◆ EXCERPTED TEXT ◆
[Start of Attachment]

The correct form for a notice is: "Copyright <dates> by <author/owner>"
You can use C in a circle instead of "Copyright" but "(C)" has never
been given legal force.  The phrase "All Rights Reserved" used to be
required in some nations but is now not needed.

2) "If I don't charge for it, it's not a violation."

False.  Whether you charge can affect the damages awarded in court, but
that's essentially the only difference.  It's still a violation if you
give it away -- and there can still be heavy damages if you hurt the
commercial value of the property.

3) "If it's posted to Usenet it's in the public domain."

False.  Nothing is in the public domain anymore unless the owner
explicitly puts it in the public domain(*).  Explicitly, as in you have
a note from the author/owner saying, "I grant this to the public
domain."  Those exact words or words very much like them.

Some argue that posting to Usenet implicitly grants permission to
everybody to copy the posting within fairly wide bounds, and others
feel that Usenet is an automatic store and forward network where all
the thousands of copies made are done at the command (rather than the
consent) of the poster.  This is a matter of some debate, but even if
the former is true (and in this writer's opinion we should all pray it
isn't true) it simply would suggest posters are implicitly granting
permissions "for the sort of copying one might expect when one posts to
Usenet" and in no case is this a placement of material into the public
domain.  Furthermore it is very difficult for an implicit licence to
supersede an explicitly stated licence that the copier was aware of.

Note that all this assumes the poster had the right to post the item in
the first place.  If the poster didn't, then all the copies are pirate,
and no implied licence or theoretical reduction of the copyright can
take place.

(*) Copyrights can expire after a long time, putting someting into the
public domain, and there are some fine points on this issue regarder
older copyright law versions.  However, none of this applies to an
original article posted to USENET.

Note that granting something to the public domain is a complete
abandonment of all rights.  You can't make something "PD for
non-commercial use."  If your work is PD, other people can even modify
one byte and put their name on it.

4) "My posting was just fair use!"

See other notes on fair use for a detailed answer, but bear the
following in mind:

The "fair use" exemption to copyright law was created to allow things
such as commentary, parody, news reporting, research and education
about copyrighted works without the permission of the author.  Intent,
and damage to the commercial value of the work are important
considerations.  Are you reproducing an article from the New York Times
because you needed to in order to criticise the quality of the New York
Times, or because you couldn't find time to write your own story, or
didn't want your readers to have to pay to log onto the online services
with the story or buy a copy of the paper?  The former is probably fair
use, the latter probably aren't.

Fair use is almost always a short excerpt and almost always
attributed.  (One should not use more of the work than is necessary to
make the commentary.) It should not harm the commercial value of the
work (which is another reason why reproduction of the entire work is
generally forbidden.)

Note that most inclusion of text in Usenet followups is for commentary
and reply, and it doesn't damage the commercial value of the original
posting (if it has any) and as such it is fair use.  Fair use isn't an
exact doctrine, either.  The court decides if the right to comment
overrides the copyright on an indidvidual basis in each case.  There
have been cases that go beyond the bounds of what I say above, but in
general they don't apply to the typical net misclaim of fair use.  It's
a risky defence to attempt.

[End of Attachment]

◆ RECORDS PROVIDED ◆
[Start of Attachment]

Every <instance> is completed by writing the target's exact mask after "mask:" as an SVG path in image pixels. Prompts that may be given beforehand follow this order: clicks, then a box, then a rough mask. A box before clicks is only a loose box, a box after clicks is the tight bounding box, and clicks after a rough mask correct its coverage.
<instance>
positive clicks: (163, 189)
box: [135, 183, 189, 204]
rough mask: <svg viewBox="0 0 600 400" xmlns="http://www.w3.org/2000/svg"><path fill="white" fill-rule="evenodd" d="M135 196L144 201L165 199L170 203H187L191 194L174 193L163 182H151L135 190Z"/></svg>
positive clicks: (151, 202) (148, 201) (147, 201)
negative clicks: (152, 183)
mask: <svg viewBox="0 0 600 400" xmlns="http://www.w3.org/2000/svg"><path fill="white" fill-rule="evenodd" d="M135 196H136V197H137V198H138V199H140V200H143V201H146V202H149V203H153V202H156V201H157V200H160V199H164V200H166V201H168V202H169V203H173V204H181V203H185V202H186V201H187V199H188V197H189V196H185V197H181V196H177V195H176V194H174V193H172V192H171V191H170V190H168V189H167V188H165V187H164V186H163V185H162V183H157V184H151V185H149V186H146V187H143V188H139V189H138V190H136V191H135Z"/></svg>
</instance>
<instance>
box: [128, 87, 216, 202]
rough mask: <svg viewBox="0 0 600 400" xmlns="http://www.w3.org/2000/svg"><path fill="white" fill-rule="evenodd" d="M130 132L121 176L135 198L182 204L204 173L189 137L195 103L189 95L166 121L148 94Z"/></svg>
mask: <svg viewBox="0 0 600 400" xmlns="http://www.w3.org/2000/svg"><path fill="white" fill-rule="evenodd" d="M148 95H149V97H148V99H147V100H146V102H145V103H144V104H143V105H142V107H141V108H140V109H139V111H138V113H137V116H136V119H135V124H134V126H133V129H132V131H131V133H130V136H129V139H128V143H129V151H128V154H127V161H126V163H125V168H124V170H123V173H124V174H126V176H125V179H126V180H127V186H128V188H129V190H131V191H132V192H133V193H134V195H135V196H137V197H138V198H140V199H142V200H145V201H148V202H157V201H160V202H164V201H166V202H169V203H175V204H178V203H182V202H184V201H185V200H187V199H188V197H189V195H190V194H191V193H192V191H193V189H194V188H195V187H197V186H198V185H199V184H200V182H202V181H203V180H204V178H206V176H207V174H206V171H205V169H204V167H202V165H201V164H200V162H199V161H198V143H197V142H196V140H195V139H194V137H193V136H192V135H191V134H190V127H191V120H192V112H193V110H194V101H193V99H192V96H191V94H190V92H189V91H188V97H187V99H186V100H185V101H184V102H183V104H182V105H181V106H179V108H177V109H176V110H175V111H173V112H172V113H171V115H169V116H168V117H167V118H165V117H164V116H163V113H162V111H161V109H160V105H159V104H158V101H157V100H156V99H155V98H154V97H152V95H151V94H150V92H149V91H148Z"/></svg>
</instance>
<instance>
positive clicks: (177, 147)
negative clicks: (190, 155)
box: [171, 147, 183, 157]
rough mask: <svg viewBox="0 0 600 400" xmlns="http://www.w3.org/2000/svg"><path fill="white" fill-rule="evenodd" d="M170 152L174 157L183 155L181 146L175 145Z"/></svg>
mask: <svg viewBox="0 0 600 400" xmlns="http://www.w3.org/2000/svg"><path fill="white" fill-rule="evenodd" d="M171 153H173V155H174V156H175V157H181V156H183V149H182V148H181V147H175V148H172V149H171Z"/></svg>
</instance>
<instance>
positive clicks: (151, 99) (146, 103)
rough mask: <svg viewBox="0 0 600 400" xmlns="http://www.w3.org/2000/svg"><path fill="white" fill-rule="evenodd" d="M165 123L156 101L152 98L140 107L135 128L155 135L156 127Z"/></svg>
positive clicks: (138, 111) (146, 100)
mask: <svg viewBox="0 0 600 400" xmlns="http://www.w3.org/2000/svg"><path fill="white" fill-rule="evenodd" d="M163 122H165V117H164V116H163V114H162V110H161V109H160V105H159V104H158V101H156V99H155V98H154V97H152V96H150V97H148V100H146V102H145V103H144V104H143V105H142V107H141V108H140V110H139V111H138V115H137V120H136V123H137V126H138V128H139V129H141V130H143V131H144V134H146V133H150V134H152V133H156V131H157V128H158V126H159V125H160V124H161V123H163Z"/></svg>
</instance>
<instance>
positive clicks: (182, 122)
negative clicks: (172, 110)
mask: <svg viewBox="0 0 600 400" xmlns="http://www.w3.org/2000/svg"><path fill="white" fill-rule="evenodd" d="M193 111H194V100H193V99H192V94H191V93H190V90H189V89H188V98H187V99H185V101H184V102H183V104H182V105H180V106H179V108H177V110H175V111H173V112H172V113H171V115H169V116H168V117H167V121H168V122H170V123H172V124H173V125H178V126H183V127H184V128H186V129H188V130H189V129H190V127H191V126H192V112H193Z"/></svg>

[End of Attachment]

◆ WHAT TO WORK ON ◆
**1.** Answer these questions using the text on copyright myths:
(a) Which phrase was once required in some nations but is now not needed?
(b) What does the text say granting something to the public domain amounts to?
(c) What two things does the text say fair use almost always is?
**2.** Continue the text on copyright myths from where it stops.

◆ TASK RESPONSES ◆
**1.**
(a) "All Rights Reserved"
(b) A complete abandonment of all rights.
(c) A short excerpt, and attributed.

**2.**
5) "If you don't defend your copyright you lose it."

False.  Copyright is effectively never lost these days, unless
explicitly given away.  You may be thinking of trade marks, which can
be weakened or lost if not defended.

6) "Somebody has that name copyrighted!"

You can't "copyright a name," or anything short like that.  Titles
usually don't qualify -- but I doubt you may write a song entitled
"Everybody's got something to hide except for me and my monkey."
(J.Lennon/P.McCartney)

You can't copyright words, but you can trademark them, generally by
using them to refer to your brand of a generic type of product or
service.  Like an "Apple" computer.  Apple Computer "owns" that word
applied to computers, even though it is also an ordinary word.  Apple
Records owns it when applied to music.  Neither owns the word on its
own, only in context, and owning a mark doesn't mean complete control
-- see a more detailed treatise on this law for details.

You can't use somebody else's trademark in a way that would unfairly
hurt the value of the mark, or in a way that might make people confuse
you with the real owner of the mark, or which might allow you to profit
from the mark's good name.  For example, if I were giving advice on
music videos, I would be very wary of trying to label my works with a
name like "mtv."  :-)

7) "They can't get me, defendants in court have powerful rights!"

Copyright law is mostly civil law.  If you violate copyright you would
usually get sued, not charged with a crime.  "Innocent until proven
guilty" is a principle of criminal law, as is "proof beyond a
reasonable doubt."  Sorry, but in copyright suits, these don't apply
the same way or at all.  It's mostly which side and set of evidence the
judge or jury accepts or believes more, though the rules vary based on
the type of infringement.  In civil cases you can even be made to
testify against your own interests.

8) "Oh, so copyright violation isn't a crime or anything?"

Actually, recently in the USA commercial copyright violation involving
more than 10 copies and value over $2500 was made a felony.  So watch
out.  (At least you get the protections of criminal law.)  On the other
hand, don't think you're going to get people thrown in jail for posting
your E-mail.  The courts have much better things to do than that.  This
is a fairly new, untested statute.

9) "It doesn't hurt anybody -- in fact it's free advertising."

It's up to the owner to decide if they want the free ads or not.  If
they want them, they will be sure to contact you.  Don't rationalize
whether it hurts the owner or not, *ask* them.  Usually that's not too
hard to do.  Time past, ClariNet published the very funny Dave Barry
column to a large and appreciative Usenet audience for a fee, but some
person didn't ask, and forwarded it to a mailing list, got caught, and
the newspaper chain that employs Dave Barry pulled the column from the
net, pissing off everybody who enjoyed it.  Even if you can't think of
how the author or owner gets hurt, think about the fact that piracy on
the net hurts everybody who wants a chance to use this wonderful new
technology to do more than read other people's flamewars.

10) "They e-mailed me a copy, so I can post it."

To have a copy is not to have the copyright.  All the E-mail you write
is copyrighted.  However, E-mail is not, unless previously agreed,
secret.  So you can certainly *report* on what E-mail you are sent, and
reveal what it says.  You can even quote parts of it to demonstrate.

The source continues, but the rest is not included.